- [Material to process]
────────────────
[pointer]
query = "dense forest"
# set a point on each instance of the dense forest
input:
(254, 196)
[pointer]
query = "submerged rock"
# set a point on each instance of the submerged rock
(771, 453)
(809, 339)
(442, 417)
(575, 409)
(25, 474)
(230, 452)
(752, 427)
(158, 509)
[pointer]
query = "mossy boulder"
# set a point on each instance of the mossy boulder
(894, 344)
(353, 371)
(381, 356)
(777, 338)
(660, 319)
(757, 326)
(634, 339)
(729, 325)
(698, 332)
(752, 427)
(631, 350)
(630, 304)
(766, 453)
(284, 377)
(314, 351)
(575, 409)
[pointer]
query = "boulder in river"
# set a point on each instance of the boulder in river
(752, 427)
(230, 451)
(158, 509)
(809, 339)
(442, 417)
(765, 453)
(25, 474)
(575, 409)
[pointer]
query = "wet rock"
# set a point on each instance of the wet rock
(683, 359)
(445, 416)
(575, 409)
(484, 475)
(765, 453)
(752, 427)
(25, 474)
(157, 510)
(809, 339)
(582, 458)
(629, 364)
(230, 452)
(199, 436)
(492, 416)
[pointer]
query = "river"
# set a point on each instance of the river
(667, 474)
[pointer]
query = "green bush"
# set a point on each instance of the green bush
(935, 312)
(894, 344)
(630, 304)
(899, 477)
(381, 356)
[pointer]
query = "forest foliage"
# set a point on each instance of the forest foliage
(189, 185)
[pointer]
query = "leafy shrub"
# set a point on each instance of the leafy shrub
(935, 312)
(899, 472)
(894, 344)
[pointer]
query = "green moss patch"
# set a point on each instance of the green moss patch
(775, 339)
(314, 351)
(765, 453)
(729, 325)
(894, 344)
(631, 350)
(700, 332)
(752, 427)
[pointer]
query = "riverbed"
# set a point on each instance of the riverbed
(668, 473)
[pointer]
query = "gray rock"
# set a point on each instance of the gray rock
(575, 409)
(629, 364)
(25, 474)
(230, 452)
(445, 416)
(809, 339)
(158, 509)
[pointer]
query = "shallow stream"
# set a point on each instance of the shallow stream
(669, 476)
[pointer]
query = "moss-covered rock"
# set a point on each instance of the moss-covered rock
────────────────
- [Work required]
Copy every one of the records above line for line, with no changes to wording, spacing, or punctuation.

- [Written answer]
[pointer]
query = "dense forest"
# set a point on each instance of the dense forest
input:
(254, 196)
[pointer]
query = "submerged rock"
# set a point on each instance of the submerged rock
(771, 453)
(809, 339)
(442, 417)
(575, 409)
(25, 474)
(230, 452)
(752, 427)
(158, 509)
[pointer]
query = "mossy boulder"
# set a point on each instance of the mossy boulder
(894, 344)
(353, 371)
(381, 356)
(777, 338)
(660, 319)
(757, 326)
(634, 339)
(729, 325)
(698, 332)
(752, 427)
(631, 350)
(630, 304)
(766, 453)
(284, 377)
(314, 351)
(575, 409)
[pointer]
query = "boulder in river"
# set a point on each instance of the boulder in river
(752, 427)
(230, 451)
(158, 509)
(809, 339)
(442, 417)
(765, 453)
(25, 474)
(575, 409)
[pointer]
query = "wet rock"
# set a point on each instance of the wet rock
(683, 359)
(445, 416)
(575, 409)
(484, 475)
(765, 453)
(752, 427)
(25, 474)
(157, 510)
(809, 339)
(582, 458)
(629, 364)
(230, 452)
(199, 436)
(492, 416)
[pointer]
query = "river"
# set a point on each instance of the river
(667, 474)
[pointer]
query = "green bush"
# set a point on each instance of the green bush
(935, 312)
(894, 344)
(630, 304)
(899, 477)
(381, 356)
[pointer]
query = "forest foliage"
# set a point on each instance of the forest foliage
(189, 185)
[pointer]
query = "leafy shrub"
# set a point on each instance of the leafy shrub
(935, 312)
(899, 472)
(894, 344)
[pointer]
query = "green moss patch"
# set a point on each instance of the green moss patch
(775, 339)
(314, 351)
(765, 453)
(729, 325)
(894, 344)
(631, 350)
(700, 332)
(752, 427)
[pointer]
query = "riverbed"
# set a point on each instance of the riverbed
(668, 473)
[pointer]
query = "gray rock"
# set a point on each instance of the gray rock
(575, 409)
(629, 364)
(25, 474)
(230, 452)
(445, 416)
(809, 339)
(158, 509)
[pointer]
query = "shallow stream"
# set a point on each instance of the shallow stream
(669, 476)
[pointer]
query = "moss-covered rock"
# set a point on each instance of the moss-covered rock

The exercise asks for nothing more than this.